TASK TO CARRY OUT —
In the data below, the answer is the run of lines from the line containing "point: the overcast" through the line containing "point: the dark", both included; print it exactly and nothing else.

** Opening SUPPLIED INFORMATION block **

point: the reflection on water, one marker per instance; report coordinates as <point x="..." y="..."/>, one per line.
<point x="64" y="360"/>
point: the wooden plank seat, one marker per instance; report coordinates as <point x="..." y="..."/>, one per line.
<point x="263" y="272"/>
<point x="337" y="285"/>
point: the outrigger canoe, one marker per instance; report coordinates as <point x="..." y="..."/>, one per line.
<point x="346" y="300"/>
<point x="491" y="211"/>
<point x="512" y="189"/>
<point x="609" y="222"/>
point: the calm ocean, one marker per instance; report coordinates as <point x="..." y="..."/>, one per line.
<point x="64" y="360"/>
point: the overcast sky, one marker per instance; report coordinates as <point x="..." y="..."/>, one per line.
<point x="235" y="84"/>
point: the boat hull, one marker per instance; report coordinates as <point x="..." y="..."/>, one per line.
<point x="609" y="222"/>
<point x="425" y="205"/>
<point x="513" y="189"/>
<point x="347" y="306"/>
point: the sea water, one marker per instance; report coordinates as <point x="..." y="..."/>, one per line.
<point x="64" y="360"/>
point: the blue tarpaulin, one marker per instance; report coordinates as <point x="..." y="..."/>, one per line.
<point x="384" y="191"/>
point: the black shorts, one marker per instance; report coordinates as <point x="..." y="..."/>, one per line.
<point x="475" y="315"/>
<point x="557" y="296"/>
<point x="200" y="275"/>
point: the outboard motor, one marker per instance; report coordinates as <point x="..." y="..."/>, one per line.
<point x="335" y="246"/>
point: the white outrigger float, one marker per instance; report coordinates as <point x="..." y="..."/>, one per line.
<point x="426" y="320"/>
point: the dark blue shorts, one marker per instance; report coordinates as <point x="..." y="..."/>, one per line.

** Closing SUPPLIED INFORMATION block **
** Opening SUPPLIED INFORMATION block **

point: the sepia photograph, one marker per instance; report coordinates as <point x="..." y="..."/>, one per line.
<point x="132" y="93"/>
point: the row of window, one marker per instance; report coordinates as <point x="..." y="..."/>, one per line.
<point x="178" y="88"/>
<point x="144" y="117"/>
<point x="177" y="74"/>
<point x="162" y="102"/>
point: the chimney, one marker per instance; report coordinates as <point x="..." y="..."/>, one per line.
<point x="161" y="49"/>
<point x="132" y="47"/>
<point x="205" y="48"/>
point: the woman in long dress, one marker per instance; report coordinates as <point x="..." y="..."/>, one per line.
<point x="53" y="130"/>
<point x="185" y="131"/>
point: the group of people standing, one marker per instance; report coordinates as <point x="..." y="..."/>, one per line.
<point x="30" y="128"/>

** Closing SUPPLIED INFORMATION block **
** Opening SUPPLIED INFORMATION block **

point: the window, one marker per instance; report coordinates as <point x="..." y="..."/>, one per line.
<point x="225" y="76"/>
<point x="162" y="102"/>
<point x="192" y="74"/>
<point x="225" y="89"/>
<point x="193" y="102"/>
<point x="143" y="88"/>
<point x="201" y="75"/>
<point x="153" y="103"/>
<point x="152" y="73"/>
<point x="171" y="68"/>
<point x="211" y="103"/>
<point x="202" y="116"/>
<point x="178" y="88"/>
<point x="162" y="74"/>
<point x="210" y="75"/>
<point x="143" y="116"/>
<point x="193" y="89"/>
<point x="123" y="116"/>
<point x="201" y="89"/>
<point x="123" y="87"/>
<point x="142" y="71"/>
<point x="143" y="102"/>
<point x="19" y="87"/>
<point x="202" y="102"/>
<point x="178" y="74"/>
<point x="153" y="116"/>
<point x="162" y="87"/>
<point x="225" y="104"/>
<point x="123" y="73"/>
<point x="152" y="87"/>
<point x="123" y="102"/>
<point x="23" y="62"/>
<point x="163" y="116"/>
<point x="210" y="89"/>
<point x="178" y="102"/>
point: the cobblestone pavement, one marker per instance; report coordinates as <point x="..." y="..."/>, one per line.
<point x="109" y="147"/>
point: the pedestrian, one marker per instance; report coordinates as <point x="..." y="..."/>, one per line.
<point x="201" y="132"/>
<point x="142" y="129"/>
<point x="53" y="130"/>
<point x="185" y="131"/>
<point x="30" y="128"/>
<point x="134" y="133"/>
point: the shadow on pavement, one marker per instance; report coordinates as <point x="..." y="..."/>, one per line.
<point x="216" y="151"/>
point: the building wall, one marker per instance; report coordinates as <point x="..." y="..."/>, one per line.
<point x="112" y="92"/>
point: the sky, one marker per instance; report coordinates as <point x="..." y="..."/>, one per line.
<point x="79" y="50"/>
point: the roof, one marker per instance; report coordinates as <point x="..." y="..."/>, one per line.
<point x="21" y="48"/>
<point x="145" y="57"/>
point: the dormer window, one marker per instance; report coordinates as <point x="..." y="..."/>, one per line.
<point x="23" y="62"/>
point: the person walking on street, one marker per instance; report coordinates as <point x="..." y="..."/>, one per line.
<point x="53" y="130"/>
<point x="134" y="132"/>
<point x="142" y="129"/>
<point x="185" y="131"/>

** Closing SUPPLIED INFORMATION block **

FINISHED TASK —
point: the overcast sky, one marker per instance; report coordinates as <point x="..." y="..."/>, one per line.
<point x="235" y="84"/>
point: the boat hull, one marker per instance; report coordinates as <point x="..." y="..."/>, one per line.
<point x="609" y="222"/>
<point x="425" y="205"/>
<point x="513" y="189"/>
<point x="347" y="306"/>
point: the sea water, one marker per instance; report coordinates as <point x="..." y="..."/>, one per line.
<point x="64" y="360"/>
point: the blue tarpaulin, one marker per instance; report coordinates as <point x="..." y="..."/>, one per line.
<point x="384" y="191"/>
point: the black shorts, one marker per instance; report coordinates as <point x="..." y="..."/>, one per line.
<point x="475" y="315"/>
<point x="557" y="296"/>
<point x="200" y="275"/>
point: the outboard motor, one marker per instance; report coordinates as <point x="..." y="..."/>, one per line.
<point x="335" y="246"/>
point: the white outrigger float, one marker per instance; report coordinates as <point x="..." y="..."/>, one per line.
<point x="426" y="320"/>
point: the dark blue shorts, one marker per instance; report coordinates as <point x="..." y="..."/>, one per line.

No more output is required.